# [TEXTE DU DOCUMENT]
Je voudrais vous demander votre aide dans l'intrigue compliquée que l'agence stalinienne est en train de nouer autour de moi. Vous savez que le périodique new-yorkais Daily News publie — pour la troisième fois, je pense — des éditoriaux dans lesquels il dit que la politique d'expropriation du général Cardenas est... le produit de mes conseils. Inutile de dire à quel point cette affirmation est absurde. Mais, au cas où cette affaire irait jusque devant le tribunal, je vous communique ce qui suit : je n’ai eu aucune conversation ni avec lui ni avec les membres de son gouvernement, ni directement, ni par des intermédiaires, et ma correspondance avec les autorités s’est limitée à des questions formelles en rapport avec ma résidence au Mexique. Les auteurs des insinuations dans Daily News et d'autres publications connaissent parfaitement le caractère résolu et indépendant du général Cárdenas, qui n’a aucun besoin de mes « conseils » pour mener sa propre politique. Il est par ailleurs inutile de dire que le programme qui est le mien se trouve très éloigné du programme du gouvernement mexicain. Tout homme qui n’est pas un analphabète sait cela. Aucun homme honnête ne se risquerait à le discuter. Mais nous sommes en présence de gens qui, bien que n’étant pas analphabètes, sont manifestement dépourvus d’honneur.

Ma première idée a été que cette intrigue provenait des propriétaires lésés qui tentaient par ce moyen de « compromettre » d’une façon ou d’une autre le gouvernement mexicain. Aujourd’hui encore je pense que ce fil-là est bien dans l’intrigue.

Mais il y en a un autre, le principal, et qui conduit jusqu’aux staliniens. Ces messieurs développent leur jeu simultanément dans deux directions. Les agents locaux du G.P.U. ont commencé par m’accuser, dans des discours publics et des articles (Toledano, Laborde) de préparer un soulèvement contre le général Cardenas, allié à des généraux fascistes, etc. Le caractère absurde de telles inventions était cependant trop évident pour tout le monde, et l’intrigue commencée dans cette direction s’est vite révélée stérile. (Dans un moment de lucidité ou d’imprudence, Toledano lui-même a reconnu que semblable accusation ne pouvait être lancée sinon par... des fous). Bien entendu, des gens qui n’ont pas grand-chose à perdre ont continué à répéter cette insanité. Mais l’attention principale du G.P.U. s’est tournée dans une autre direction. Il semble aujourd’hui, si l’on en croit Toledano, que je m’efforce moi-même de donner l’impression que je suis le... conseiller intime du gouvernement du général Cardenas. La bassesse et la stupidité ne connaissent, comme vous le voyez, aucune limite. Il est inutile de vous expliquer à quel point j’apprécie l’asile que m’a offert le Mexique et à quel point j’ai intérêt à ce que le gouvernement ne doute pas un instant de ma totale loyauté. Pour quelle raison me serais-je mis à prétendre être ce que je ne suis pas et que je ne veux d’aucune manière devenir? Évidemment pour des raisons... d’orgueil. Les calomniateurs révèlent ici toute leur mesure intellectuelle et morale.

# [ACTIONS DEMANDÉES]
1 > Recopiez le passage du texte du document qui commence par « Ma première idée » et se poursuit jusqu’à « bien dans l’intrigue. ».
2 > D’après le texte du document, à quoi s’est limitée la correspondance de son auteur avec les autorités ?

# [INFORMATIONS FOURNIES]

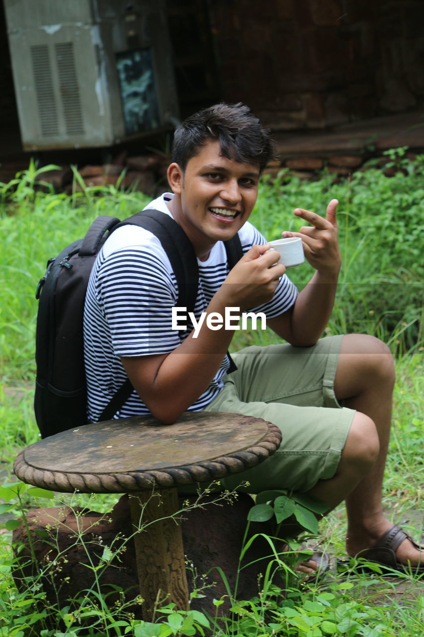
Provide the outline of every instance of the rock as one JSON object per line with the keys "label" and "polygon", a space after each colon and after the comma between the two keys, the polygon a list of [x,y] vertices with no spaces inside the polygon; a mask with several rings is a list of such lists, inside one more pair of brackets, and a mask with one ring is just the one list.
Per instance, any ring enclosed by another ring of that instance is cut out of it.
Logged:
{"label": "rock", "polygon": [[342,166],[329,166],[327,168],[329,173],[336,173],[337,175],[350,175],[351,168]]}
{"label": "rock", "polygon": [[[141,155],[138,157],[128,157],[126,165],[135,170],[155,170],[161,164],[162,157],[160,155]],[[167,162],[167,164],[170,162]]]}
{"label": "rock", "polygon": [[341,166],[346,168],[357,168],[361,166],[364,159],[362,157],[351,155],[336,155],[329,157],[329,163],[332,166]]}
{"label": "rock", "polygon": [[[155,194],[155,185],[156,179],[151,171],[140,172],[136,170],[128,171],[127,173],[122,175],[122,169],[120,167],[118,174],[112,175],[104,174],[83,176],[84,183],[90,187],[99,186],[101,188],[107,185],[117,185],[121,189],[131,187],[133,190],[139,190],[146,195],[153,196]],[[74,190],[81,192],[82,190],[80,184],[76,183]]]}
{"label": "rock", "polygon": [[324,166],[320,157],[298,157],[287,159],[286,166],[292,170],[320,170]]}
{"label": "rock", "polygon": [[[236,586],[239,557],[247,524],[247,514],[253,501],[245,494],[239,494],[232,503],[213,503],[216,496],[202,498],[202,505],[183,512],[181,528],[185,553],[192,565],[187,571],[189,590],[199,588],[204,576],[209,587],[201,591],[204,597],[194,598],[190,608],[206,610],[215,613],[214,599],[224,599],[220,612],[227,612],[230,607],[227,590],[216,567],[220,566],[227,577],[230,590]],[[195,496],[185,497],[184,501],[192,504]],[[180,499],[183,506],[183,500]],[[69,507],[36,509],[27,515],[30,537],[33,543],[36,562],[39,567],[52,568],[42,578],[47,600],[59,606],[68,605],[69,600],[77,599],[81,591],[89,589],[94,582],[94,568],[101,564],[102,556],[111,550],[117,554],[108,566],[97,573],[101,575],[102,594],[108,594],[108,605],[118,599],[118,594],[111,594],[111,585],[125,591],[126,602],[132,602],[138,594],[134,543],[128,539],[132,533],[129,498],[122,496],[108,514],[85,510],[80,507],[71,510]],[[78,531],[79,529],[79,531]],[[46,532],[48,538],[46,537]],[[256,533],[267,533],[264,524],[251,523],[248,537]],[[78,539],[78,534],[83,540]],[[26,529],[22,524],[13,531],[14,547],[22,544],[20,559],[25,562],[30,556]],[[118,547],[122,547],[118,550]],[[106,547],[106,550],[105,550]],[[16,548],[15,548],[16,550]],[[240,572],[237,590],[238,599],[250,599],[259,590],[258,579],[264,573],[269,554],[269,546],[263,538],[256,538],[246,553],[243,564],[251,562]],[[25,585],[22,578],[34,574],[32,562],[26,562],[22,571],[15,569],[13,576],[19,589]],[[193,573],[197,573],[195,582]],[[139,606],[131,606],[131,610],[140,617]]]}
{"label": "rock", "polygon": [[78,173],[81,177],[86,178],[101,175],[119,175],[123,170],[122,166],[115,164],[105,164],[103,166],[85,166],[78,169]]}

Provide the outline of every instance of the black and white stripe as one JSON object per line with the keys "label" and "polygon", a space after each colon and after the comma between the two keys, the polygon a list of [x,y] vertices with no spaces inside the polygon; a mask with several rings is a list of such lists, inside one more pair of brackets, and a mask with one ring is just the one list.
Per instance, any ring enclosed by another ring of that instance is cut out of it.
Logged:
{"label": "black and white stripe", "polygon": [[[162,196],[149,207],[169,214]],[[239,234],[244,252],[265,240],[250,223]],[[195,307],[198,320],[228,275],[225,250],[215,244],[206,261],[198,261],[199,284]],[[289,309],[297,290],[284,275],[272,299],[260,307],[267,318]],[[190,331],[171,329],[171,309],[178,290],[169,261],[159,240],[148,231],[127,225],[108,240],[95,262],[85,301],[84,342],[88,389],[88,415],[95,422],[112,396],[126,380],[120,357],[167,354],[173,351]],[[220,392],[229,368],[225,357],[208,389],[190,408],[204,409]],[[133,392],[116,418],[148,410]]]}

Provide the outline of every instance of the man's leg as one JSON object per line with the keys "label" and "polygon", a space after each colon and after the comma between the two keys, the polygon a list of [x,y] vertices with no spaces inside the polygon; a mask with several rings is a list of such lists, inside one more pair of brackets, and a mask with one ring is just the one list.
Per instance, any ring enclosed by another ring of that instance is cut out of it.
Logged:
{"label": "man's leg", "polygon": [[[343,404],[356,410],[336,475],[310,492],[333,507],[346,499],[346,548],[351,555],[372,547],[391,526],[381,505],[395,374],[388,348],[372,336],[344,337],[334,391]],[[409,540],[399,547],[399,562],[416,565],[422,552]]]}

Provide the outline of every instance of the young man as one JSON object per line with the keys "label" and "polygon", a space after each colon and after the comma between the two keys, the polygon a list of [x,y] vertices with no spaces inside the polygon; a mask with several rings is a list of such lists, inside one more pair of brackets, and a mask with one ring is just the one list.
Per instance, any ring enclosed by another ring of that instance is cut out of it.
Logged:
{"label": "young man", "polygon": [[[390,352],[365,335],[320,338],[341,266],[337,201],[330,202],[325,217],[295,210],[306,224],[283,233],[302,238],[315,269],[300,294],[277,252],[248,220],[272,152],[267,132],[247,107],[206,109],[176,131],[167,171],[173,192],[148,207],[173,217],[194,247],[197,320],[202,312],[224,316],[227,307],[262,311],[288,344],[237,352],[237,369],[227,373],[234,330],[211,329],[206,320],[197,332],[176,329],[176,280],[159,241],[140,228],[118,229],[99,255],[87,292],[90,419],[98,419],[127,375],[134,390],[116,417],[152,413],[171,424],[186,410],[210,410],[269,420],[281,429],[280,449],[257,468],[223,480],[226,487],[248,480],[252,492],[308,492],[329,510],[346,500],[350,555],[384,560],[387,554],[399,569],[416,566],[420,547],[392,527],[381,507],[394,383]],[[237,232],[244,255],[229,271],[222,241]],[[381,543],[385,548],[374,548]],[[305,571],[316,568],[309,562]]]}

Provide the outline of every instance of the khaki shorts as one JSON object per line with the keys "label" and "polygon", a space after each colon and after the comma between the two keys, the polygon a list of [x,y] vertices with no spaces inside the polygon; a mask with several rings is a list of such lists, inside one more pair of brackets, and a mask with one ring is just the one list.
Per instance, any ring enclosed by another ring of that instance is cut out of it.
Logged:
{"label": "khaki shorts", "polygon": [[225,377],[222,392],[208,411],[232,412],[276,424],[279,448],[264,462],[221,482],[246,490],[308,491],[332,478],[355,415],[334,396],[334,376],[343,336],[329,336],[312,347],[248,347],[232,357],[238,369]]}

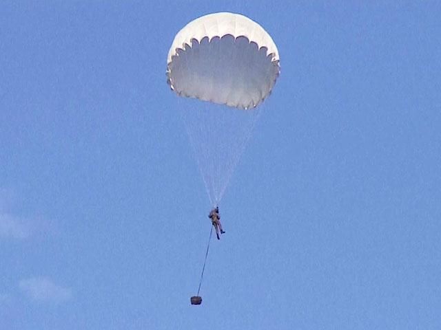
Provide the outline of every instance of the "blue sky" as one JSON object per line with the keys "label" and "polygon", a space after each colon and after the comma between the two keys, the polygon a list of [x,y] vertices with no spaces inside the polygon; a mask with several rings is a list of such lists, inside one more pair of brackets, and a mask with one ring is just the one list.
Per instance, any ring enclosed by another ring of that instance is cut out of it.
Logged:
{"label": "blue sky", "polygon": [[[3,1],[0,324],[441,328],[435,1]],[[220,204],[165,81],[187,23],[241,12],[281,76]]]}

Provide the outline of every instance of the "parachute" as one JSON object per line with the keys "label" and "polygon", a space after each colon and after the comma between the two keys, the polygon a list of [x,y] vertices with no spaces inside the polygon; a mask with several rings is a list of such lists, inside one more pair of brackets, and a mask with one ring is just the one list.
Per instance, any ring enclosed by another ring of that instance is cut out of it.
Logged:
{"label": "parachute", "polygon": [[220,201],[258,118],[258,106],[279,73],[272,38],[241,14],[207,14],[176,35],[167,82],[183,97],[181,113],[213,205]]}

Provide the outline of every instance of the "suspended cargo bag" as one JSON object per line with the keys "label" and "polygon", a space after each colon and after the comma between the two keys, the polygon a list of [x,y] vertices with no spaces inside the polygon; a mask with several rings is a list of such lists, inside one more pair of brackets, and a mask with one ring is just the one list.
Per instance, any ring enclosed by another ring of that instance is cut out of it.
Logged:
{"label": "suspended cargo bag", "polygon": [[193,296],[190,298],[192,305],[201,305],[202,303],[202,298],[198,296]]}

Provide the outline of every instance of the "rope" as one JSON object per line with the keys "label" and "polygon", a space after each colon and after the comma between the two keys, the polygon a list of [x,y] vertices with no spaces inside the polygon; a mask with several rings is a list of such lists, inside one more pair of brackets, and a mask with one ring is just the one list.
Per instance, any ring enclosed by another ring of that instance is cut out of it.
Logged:
{"label": "rope", "polygon": [[212,226],[212,230],[209,231],[209,239],[208,239],[208,244],[207,245],[207,251],[205,252],[205,259],[204,260],[204,266],[202,267],[202,274],[201,274],[201,280],[199,281],[199,287],[198,288],[198,294],[199,296],[199,291],[201,290],[201,285],[202,284],[202,279],[204,277],[204,271],[205,270],[205,264],[207,263],[207,256],[208,256],[208,250],[209,250],[209,243],[212,241],[212,234],[213,234],[213,226]]}

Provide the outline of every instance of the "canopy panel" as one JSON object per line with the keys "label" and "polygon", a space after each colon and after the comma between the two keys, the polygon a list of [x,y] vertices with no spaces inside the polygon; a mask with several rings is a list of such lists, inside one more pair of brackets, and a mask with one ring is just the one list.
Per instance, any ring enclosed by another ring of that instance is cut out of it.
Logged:
{"label": "canopy panel", "polygon": [[190,22],[167,57],[167,82],[178,95],[238,109],[258,105],[279,72],[271,36],[257,23],[229,12]]}

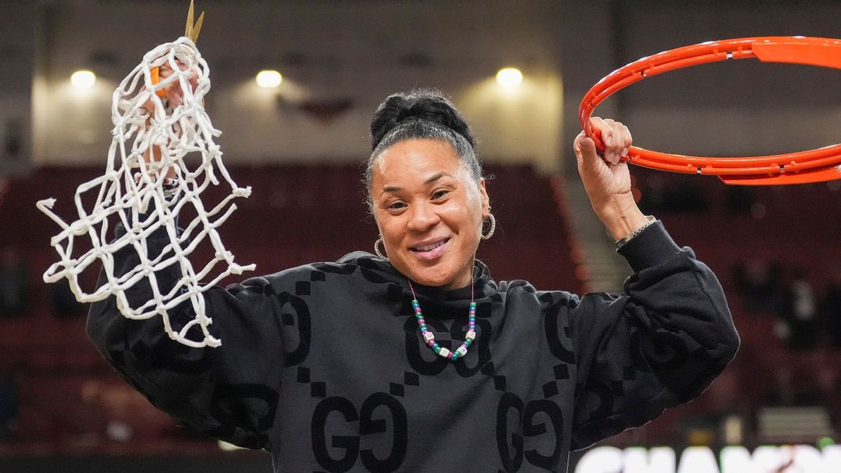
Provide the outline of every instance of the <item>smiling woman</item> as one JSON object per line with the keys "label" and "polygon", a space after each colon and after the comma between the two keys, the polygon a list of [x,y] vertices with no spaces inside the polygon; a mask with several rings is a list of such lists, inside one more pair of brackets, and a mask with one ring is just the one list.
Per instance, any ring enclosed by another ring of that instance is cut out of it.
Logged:
{"label": "smiling woman", "polygon": [[[156,407],[269,450],[276,471],[566,471],[571,449],[700,394],[738,346],[715,276],[637,208],[620,160],[627,129],[591,125],[604,157],[583,135],[574,150],[634,270],[622,294],[495,281],[475,258],[495,221],[473,133],[448,99],[419,90],[386,98],[371,125],[378,256],[207,290],[219,348],[177,345],[114,298],[91,307],[88,332]],[[150,258],[167,242],[145,238]],[[136,260],[115,255],[114,274]],[[181,273],[153,276],[168,290]],[[146,284],[127,303],[151,297]],[[191,311],[177,308],[173,326]]]}

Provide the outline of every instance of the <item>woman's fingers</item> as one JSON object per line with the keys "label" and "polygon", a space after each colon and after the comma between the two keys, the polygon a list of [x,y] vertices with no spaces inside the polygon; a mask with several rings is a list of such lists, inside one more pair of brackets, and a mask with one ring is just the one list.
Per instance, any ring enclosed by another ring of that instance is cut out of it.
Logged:
{"label": "woman's fingers", "polygon": [[590,125],[601,136],[605,144],[605,161],[611,164],[618,164],[622,157],[627,156],[633,140],[628,127],[611,119],[593,117]]}

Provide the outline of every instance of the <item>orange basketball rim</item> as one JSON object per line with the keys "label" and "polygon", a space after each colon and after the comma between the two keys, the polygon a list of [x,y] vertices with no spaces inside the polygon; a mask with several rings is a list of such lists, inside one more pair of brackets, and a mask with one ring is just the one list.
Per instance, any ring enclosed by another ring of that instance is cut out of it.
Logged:
{"label": "orange basketball rim", "polygon": [[[710,41],[643,57],[599,81],[581,101],[579,120],[596,147],[604,144],[590,124],[593,110],[616,91],[646,77],[729,59],[756,58],[841,69],[841,40],[802,36],[767,36]],[[748,157],[683,156],[632,146],[622,158],[638,166],[693,174],[718,176],[728,184],[775,185],[841,179],[841,144],[810,151]]]}

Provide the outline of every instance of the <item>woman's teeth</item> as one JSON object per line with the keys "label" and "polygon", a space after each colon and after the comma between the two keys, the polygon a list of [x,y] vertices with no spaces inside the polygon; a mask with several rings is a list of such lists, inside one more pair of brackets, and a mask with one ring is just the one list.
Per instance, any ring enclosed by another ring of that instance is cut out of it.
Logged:
{"label": "woman's teeth", "polygon": [[447,241],[444,240],[444,241],[442,241],[442,242],[438,242],[437,243],[432,243],[432,244],[426,245],[426,246],[423,246],[423,247],[415,247],[413,249],[415,251],[417,251],[417,252],[428,252],[430,250],[432,250],[434,248],[436,248],[436,247],[443,245],[446,242],[447,242]]}

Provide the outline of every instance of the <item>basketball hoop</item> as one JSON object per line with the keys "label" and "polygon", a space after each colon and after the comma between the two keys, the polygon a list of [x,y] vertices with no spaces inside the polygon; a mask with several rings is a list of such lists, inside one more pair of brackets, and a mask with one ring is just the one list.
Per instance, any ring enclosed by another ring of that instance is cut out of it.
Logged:
{"label": "basketball hoop", "polygon": [[[621,67],[584,94],[579,120],[598,149],[605,146],[590,126],[600,104],[617,91],[664,72],[729,59],[755,58],[841,69],[841,40],[767,36],[710,41],[643,57]],[[748,157],[683,156],[631,146],[623,161],[661,171],[718,176],[728,184],[776,185],[841,179],[841,144],[794,153]]]}

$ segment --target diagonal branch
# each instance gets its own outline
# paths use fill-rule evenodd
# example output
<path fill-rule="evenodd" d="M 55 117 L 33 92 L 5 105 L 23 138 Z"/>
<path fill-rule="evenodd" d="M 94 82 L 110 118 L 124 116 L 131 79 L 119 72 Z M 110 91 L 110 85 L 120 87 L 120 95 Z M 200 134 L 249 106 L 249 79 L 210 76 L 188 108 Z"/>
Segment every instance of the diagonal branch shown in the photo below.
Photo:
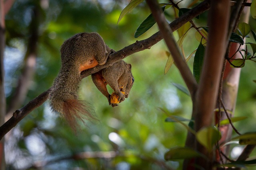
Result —
<path fill-rule="evenodd" d="M 196 16 L 202 13 L 210 8 L 210 4 L 208 1 L 204 1 L 190 11 L 182 15 L 171 23 L 169 25 L 172 31 L 176 30 L 183 25 L 190 21 Z M 98 65 L 93 68 L 87 70 L 81 73 L 81 76 L 84 78 L 92 74 L 95 73 L 105 68 L 111 66 L 113 63 L 122 60 L 134 53 L 141 51 L 146 49 L 150 49 L 163 39 L 163 36 L 160 31 L 153 34 L 150 37 L 136 41 L 123 49 L 110 55 L 110 58 L 107 62 L 103 65 Z"/>
<path fill-rule="evenodd" d="M 169 50 L 172 54 L 175 65 L 179 69 L 193 100 L 197 87 L 196 80 L 194 78 L 192 72 L 180 53 L 172 30 L 167 24 L 164 14 L 157 2 L 150 0 L 147 0 L 146 2 L 157 23 L 160 32 L 164 37 Z"/>
<path fill-rule="evenodd" d="M 187 22 L 208 10 L 209 8 L 210 4 L 208 2 L 204 1 L 180 18 L 174 21 L 169 25 L 172 31 L 174 31 Z M 84 71 L 81 73 L 81 76 L 82 78 L 84 78 L 92 74 L 99 71 L 103 68 L 111 66 L 114 63 L 120 61 L 130 55 L 146 49 L 149 49 L 162 39 L 162 35 L 159 32 L 158 32 L 146 39 L 137 41 L 136 43 L 112 54 L 107 62 L 104 65 L 98 65 L 93 68 Z M 16 112 L 15 111 L 14 115 L 3 125 L 0 127 L 0 139 L 25 116 L 34 109 L 44 103 L 47 100 L 50 90 L 50 89 L 48 90 L 31 100 L 23 107 L 18 110 L 18 114 L 15 114 Z M 24 109 L 24 108 L 29 108 L 30 109 Z M 22 111 L 21 111 L 21 110 Z"/>

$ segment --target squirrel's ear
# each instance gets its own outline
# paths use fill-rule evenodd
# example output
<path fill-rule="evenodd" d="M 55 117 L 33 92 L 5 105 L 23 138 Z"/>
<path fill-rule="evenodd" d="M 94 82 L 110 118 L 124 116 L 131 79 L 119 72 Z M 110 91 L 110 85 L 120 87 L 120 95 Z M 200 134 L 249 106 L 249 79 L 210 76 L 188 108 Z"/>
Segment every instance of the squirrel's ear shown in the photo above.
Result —
<path fill-rule="evenodd" d="M 127 64 L 126 68 L 129 70 L 132 70 L 132 65 L 130 64 Z"/>

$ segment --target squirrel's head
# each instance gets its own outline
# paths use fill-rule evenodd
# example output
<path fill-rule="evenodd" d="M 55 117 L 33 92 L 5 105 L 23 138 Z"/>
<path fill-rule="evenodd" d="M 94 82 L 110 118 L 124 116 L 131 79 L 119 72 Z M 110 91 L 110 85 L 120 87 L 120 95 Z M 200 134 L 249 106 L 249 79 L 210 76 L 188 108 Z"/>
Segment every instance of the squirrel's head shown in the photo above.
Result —
<path fill-rule="evenodd" d="M 121 79 L 122 80 L 122 88 L 120 90 L 125 93 L 124 97 L 127 98 L 134 82 L 134 78 L 132 74 L 132 65 L 130 64 L 126 64 L 125 72 L 122 77 L 121 78 Z"/>

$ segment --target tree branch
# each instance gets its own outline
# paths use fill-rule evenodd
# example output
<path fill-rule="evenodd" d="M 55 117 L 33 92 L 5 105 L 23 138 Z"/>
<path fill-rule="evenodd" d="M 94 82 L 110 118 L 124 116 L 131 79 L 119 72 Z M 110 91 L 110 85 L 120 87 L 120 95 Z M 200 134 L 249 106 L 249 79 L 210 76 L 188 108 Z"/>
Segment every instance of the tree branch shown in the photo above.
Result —
<path fill-rule="evenodd" d="M 204 1 L 188 12 L 184 14 L 180 18 L 174 21 L 169 24 L 169 25 L 172 31 L 174 31 L 194 17 L 208 10 L 209 8 L 210 4 L 208 1 Z M 162 38 L 162 36 L 160 33 L 158 32 L 146 39 L 137 41 L 135 43 L 111 54 L 108 61 L 104 65 L 98 65 L 93 68 L 82 72 L 81 74 L 81 77 L 84 78 L 92 74 L 97 72 L 128 55 L 146 49 L 150 49 L 152 46 L 158 43 Z M 48 89 L 32 100 L 23 107 L 18 110 L 18 114 L 16 114 L 16 111 L 14 113 L 14 115 L 0 127 L 0 139 L 30 112 L 45 102 L 47 99 L 50 90 L 50 89 Z M 30 109 L 24 109 L 24 108 Z M 22 110 L 22 111 L 21 111 L 21 110 Z"/>
<path fill-rule="evenodd" d="M 184 58 L 182 56 L 177 43 L 173 37 L 172 30 L 166 21 L 162 10 L 160 9 L 156 0 L 146 0 L 155 20 L 158 25 L 160 32 L 169 50 L 172 54 L 175 65 L 179 69 L 183 80 L 188 87 L 192 99 L 194 98 L 194 93 L 197 87 L 197 83 L 194 78 Z"/>
<path fill-rule="evenodd" d="M 48 89 L 23 107 L 16 110 L 12 116 L 0 127 L 0 139 L 28 113 L 42 105 L 47 100 L 50 90 Z"/>
<path fill-rule="evenodd" d="M 188 12 L 182 15 L 180 17 L 174 20 L 169 24 L 169 25 L 172 31 L 174 31 L 193 18 L 208 10 L 210 6 L 210 3 L 208 1 L 203 1 Z M 151 47 L 162 39 L 163 36 L 160 32 L 158 31 L 146 39 L 137 41 L 133 44 L 111 54 L 110 56 L 110 58 L 104 65 L 98 65 L 93 68 L 84 71 L 81 73 L 81 76 L 82 78 L 86 77 L 112 65 L 114 63 L 122 60 L 130 55 L 146 49 L 150 49 Z"/>
<path fill-rule="evenodd" d="M 141 155 L 133 155 L 136 156 L 138 158 L 140 159 L 151 163 L 154 163 L 158 165 L 160 168 L 167 170 L 172 170 L 173 169 L 170 167 L 166 162 L 162 160 L 159 160 L 148 156 L 142 156 Z M 33 166 L 27 169 L 36 168 L 41 169 L 41 168 L 47 165 L 54 164 L 59 161 L 64 160 L 80 160 L 87 159 L 106 159 L 109 160 L 114 159 L 118 157 L 129 157 L 130 155 L 129 153 L 126 152 L 122 153 L 118 151 L 96 151 L 96 152 L 84 152 L 74 154 L 72 155 L 60 157 L 50 160 L 40 161 L 36 162 Z"/>
<path fill-rule="evenodd" d="M 198 90 L 196 93 L 195 116 L 196 131 L 212 125 L 222 66 L 226 53 L 230 10 L 229 0 L 212 0 L 208 17 L 209 35 Z M 197 150 L 212 160 L 213 154 L 197 142 Z M 211 169 L 212 162 L 198 158 L 205 169 Z"/>

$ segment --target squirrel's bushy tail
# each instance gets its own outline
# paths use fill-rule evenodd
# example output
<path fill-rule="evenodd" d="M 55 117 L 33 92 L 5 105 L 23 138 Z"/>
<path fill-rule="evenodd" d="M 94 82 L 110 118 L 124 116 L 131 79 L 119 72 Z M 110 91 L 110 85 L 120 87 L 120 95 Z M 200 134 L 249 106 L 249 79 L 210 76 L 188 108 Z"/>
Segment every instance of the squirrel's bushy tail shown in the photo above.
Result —
<path fill-rule="evenodd" d="M 52 109 L 59 113 L 75 131 L 79 128 L 79 123 L 85 124 L 85 120 L 95 119 L 90 105 L 85 101 L 73 99 L 55 102 L 58 102 L 55 103 L 58 106 L 54 106 L 54 103 L 51 103 Z"/>
<path fill-rule="evenodd" d="M 63 105 L 62 113 L 61 113 L 73 129 L 76 129 L 80 121 L 85 123 L 85 119 L 95 119 L 89 104 L 84 101 L 70 99 L 63 101 Z"/>

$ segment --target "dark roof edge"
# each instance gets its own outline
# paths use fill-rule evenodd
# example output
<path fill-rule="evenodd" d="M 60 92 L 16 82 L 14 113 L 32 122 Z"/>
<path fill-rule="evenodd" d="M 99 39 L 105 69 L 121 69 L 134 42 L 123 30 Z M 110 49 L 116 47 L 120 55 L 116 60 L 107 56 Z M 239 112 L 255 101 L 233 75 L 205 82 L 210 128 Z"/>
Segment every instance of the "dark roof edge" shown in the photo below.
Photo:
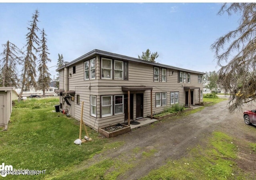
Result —
<path fill-rule="evenodd" d="M 70 62 L 66 64 L 64 66 L 61 67 L 60 68 L 57 69 L 56 71 L 59 71 L 62 69 L 66 67 L 69 67 L 74 64 L 76 64 L 77 62 L 78 62 L 86 58 L 89 58 L 90 57 L 93 56 L 95 55 L 98 54 L 99 55 L 102 56 L 109 56 L 110 57 L 112 57 L 113 58 L 118 58 L 120 59 L 124 59 L 125 60 L 130 60 L 132 61 L 134 61 L 137 62 L 140 62 L 141 63 L 146 64 L 148 64 L 152 65 L 152 66 L 159 66 L 161 67 L 169 68 L 170 69 L 172 69 L 174 70 L 178 70 L 182 71 L 186 71 L 190 72 L 193 72 L 195 73 L 198 73 L 202 74 L 205 74 L 205 73 L 202 72 L 200 72 L 198 71 L 193 71 L 192 70 L 183 69 L 182 68 L 178 68 L 176 67 L 172 66 L 171 66 L 167 65 L 166 64 L 162 64 L 160 63 L 158 63 L 157 62 L 150 62 L 149 61 L 146 61 L 144 60 L 140 60 L 139 59 L 138 59 L 135 58 L 132 58 L 131 57 L 129 57 L 126 56 L 122 55 L 121 54 L 117 54 L 113 53 L 112 52 L 107 52 L 106 51 L 104 51 L 101 50 L 99 50 L 97 49 L 94 49 L 88 53 L 86 54 L 85 54 L 75 59 L 74 60 L 71 61 Z"/>

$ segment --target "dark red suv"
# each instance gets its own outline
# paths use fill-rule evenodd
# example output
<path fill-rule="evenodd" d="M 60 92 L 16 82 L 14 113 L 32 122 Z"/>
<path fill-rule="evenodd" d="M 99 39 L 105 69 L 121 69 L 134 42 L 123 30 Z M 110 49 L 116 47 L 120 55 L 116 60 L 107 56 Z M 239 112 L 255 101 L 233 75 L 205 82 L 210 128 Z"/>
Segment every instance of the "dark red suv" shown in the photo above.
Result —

# [TÂCHES RÉSOLUES]
1 >
Ma première idée a été que cette intrigue provenait des propriétaires lésés qui tentaient par ce moyen de « compromettre » d’une façon ou d’une autre le gouvernement mexicain. Aujourd’hui encore je pense que ce fil-là est bien dans l’intrigue.

2 > Elle s’est limitée à des questions formelles en rapport avec sa résidence au Mexique.